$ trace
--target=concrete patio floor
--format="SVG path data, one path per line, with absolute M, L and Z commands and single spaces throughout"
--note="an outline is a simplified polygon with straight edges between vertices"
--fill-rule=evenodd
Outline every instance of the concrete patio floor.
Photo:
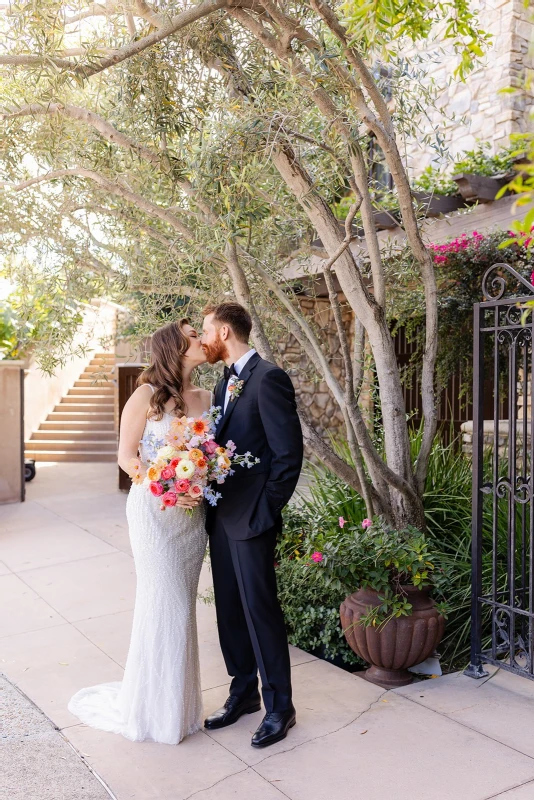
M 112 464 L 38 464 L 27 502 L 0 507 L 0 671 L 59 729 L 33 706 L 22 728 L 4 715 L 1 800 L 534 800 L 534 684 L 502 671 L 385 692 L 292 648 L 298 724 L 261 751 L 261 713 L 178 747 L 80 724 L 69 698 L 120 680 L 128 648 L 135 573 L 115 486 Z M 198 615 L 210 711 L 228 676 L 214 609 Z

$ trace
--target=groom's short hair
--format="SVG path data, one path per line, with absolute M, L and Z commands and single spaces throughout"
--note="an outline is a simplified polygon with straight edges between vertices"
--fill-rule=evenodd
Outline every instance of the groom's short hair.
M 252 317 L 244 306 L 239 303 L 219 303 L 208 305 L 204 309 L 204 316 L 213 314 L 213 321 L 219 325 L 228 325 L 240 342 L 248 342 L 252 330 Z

==

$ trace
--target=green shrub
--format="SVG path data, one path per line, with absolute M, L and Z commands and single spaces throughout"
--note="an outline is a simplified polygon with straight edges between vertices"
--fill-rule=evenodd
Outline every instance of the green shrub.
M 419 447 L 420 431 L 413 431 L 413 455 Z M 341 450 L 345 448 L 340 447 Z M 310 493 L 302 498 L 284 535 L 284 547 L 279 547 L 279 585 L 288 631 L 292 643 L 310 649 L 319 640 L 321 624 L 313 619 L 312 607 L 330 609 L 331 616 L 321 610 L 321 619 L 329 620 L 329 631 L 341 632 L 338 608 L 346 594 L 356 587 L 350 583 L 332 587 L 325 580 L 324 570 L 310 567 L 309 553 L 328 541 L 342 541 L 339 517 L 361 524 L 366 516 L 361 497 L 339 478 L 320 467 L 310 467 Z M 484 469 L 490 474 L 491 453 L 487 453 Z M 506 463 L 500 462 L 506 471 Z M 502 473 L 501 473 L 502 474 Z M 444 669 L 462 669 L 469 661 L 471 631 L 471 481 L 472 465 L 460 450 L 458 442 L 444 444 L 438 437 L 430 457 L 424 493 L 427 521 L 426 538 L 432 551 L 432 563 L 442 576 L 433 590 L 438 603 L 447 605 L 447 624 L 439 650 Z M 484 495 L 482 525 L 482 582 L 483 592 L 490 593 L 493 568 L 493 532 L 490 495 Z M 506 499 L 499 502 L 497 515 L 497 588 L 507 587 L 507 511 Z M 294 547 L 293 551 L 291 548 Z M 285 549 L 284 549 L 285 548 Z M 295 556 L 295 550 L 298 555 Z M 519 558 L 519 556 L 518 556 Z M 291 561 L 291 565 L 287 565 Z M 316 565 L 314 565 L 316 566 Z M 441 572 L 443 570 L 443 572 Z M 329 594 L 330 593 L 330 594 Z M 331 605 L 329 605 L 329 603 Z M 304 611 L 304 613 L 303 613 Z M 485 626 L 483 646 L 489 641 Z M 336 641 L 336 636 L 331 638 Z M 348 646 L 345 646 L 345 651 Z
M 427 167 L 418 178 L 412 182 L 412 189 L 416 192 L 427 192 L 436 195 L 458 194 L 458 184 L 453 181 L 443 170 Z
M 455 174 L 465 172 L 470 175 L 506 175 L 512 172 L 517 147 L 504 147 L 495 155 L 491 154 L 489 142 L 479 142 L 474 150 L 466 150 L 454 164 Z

**TO DO**
Among the records above, find the lines that contain "target" and copy every one.

**YOUR RESPONSE**
--target=concrete patio floor
--target=groom's short hair
--target=green shrub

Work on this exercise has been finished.